**Your goal**.
Return only this: the line with "Where can the ceiling fan light" and all the lines that follow it below, through the final one, exactly as they are.

(Point annotation records)

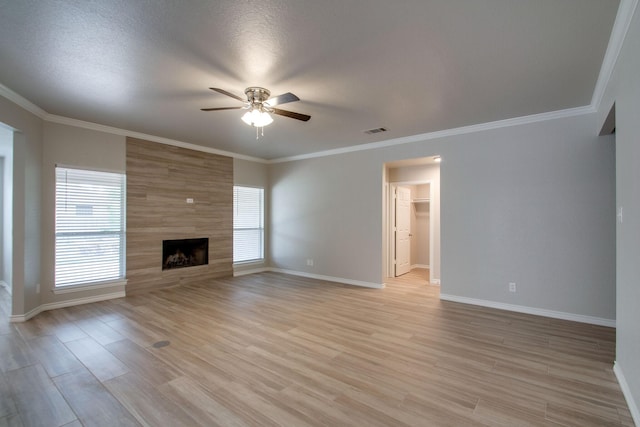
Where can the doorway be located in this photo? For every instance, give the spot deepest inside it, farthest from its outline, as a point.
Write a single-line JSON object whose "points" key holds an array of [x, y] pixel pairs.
{"points": [[412, 219]]}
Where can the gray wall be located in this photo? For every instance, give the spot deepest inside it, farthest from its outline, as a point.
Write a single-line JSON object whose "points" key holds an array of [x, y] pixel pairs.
{"points": [[27, 164], [624, 90], [531, 203], [6, 235]]}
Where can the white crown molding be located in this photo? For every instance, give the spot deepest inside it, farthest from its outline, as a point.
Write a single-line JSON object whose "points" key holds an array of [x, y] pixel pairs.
{"points": [[516, 121], [531, 310], [327, 278], [626, 391], [54, 305], [618, 34], [22, 102], [127, 133]]}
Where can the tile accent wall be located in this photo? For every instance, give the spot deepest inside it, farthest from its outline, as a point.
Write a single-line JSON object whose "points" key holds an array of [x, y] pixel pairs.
{"points": [[160, 179]]}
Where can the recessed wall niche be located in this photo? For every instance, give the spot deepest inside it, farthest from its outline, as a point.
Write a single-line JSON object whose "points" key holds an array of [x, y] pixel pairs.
{"points": [[160, 179]]}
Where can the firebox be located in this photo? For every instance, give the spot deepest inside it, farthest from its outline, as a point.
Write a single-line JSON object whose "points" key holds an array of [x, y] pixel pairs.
{"points": [[185, 253]]}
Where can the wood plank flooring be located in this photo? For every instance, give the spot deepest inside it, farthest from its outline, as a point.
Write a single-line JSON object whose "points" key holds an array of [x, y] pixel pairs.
{"points": [[277, 350]]}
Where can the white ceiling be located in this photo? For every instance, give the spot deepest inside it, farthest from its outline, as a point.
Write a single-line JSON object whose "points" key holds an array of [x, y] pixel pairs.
{"points": [[411, 66]]}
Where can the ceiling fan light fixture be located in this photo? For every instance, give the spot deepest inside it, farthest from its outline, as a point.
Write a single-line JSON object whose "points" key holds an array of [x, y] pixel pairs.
{"points": [[256, 117]]}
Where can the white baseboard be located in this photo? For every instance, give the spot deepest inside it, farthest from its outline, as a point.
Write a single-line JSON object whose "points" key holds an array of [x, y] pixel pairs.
{"points": [[328, 278], [626, 391], [6, 286], [531, 310], [250, 271], [55, 305]]}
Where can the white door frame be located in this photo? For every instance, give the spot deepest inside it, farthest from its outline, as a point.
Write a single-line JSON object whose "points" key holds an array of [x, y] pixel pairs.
{"points": [[390, 224]]}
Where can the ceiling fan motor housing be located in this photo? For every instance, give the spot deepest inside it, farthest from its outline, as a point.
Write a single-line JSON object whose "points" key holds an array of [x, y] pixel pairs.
{"points": [[257, 95]]}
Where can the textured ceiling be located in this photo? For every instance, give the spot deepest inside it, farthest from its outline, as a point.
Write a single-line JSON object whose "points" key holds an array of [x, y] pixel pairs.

**The answer**.
Where can the ceiling fan light fixture be located in this photo? For every instance, give the spot deepest inside it, farthest from its outline, as a point.
Write a single-line JSON object whose "points" key holds an array of [x, y] pixel pairs.
{"points": [[256, 117]]}
Where can the white baseboard be located in this photo? For every instance, give the spot deepest inside it, farthest from its outline, as a point.
Write a single-line JSON object whose "points" key holds an array of [x, y] pixel pairs.
{"points": [[328, 278], [626, 391], [6, 286], [531, 310], [250, 271], [55, 305]]}
Where can the white door frame be located in this photo? For every instance, give the spot deepest inside it, farthest from its outline, as a point.
Write a single-line JSON object whose "points" key holds an array of [x, y] pixel pairs.
{"points": [[390, 224]]}
Where can the ceiling fan motor housing be located in this photo? For every instance, give the spot deepest inside it, farthest from its outline, as a point.
Write a single-line JSON object whose "points" key holds an array of [x, y] pixel pairs.
{"points": [[257, 95]]}
Where can the textured ceiling be located in this photo? For every instance, give the spot deepest inside it, farthest from its outline, as a point.
Write a single-line JSON object whose "points" key holds an array of [x, y] pixel pairs.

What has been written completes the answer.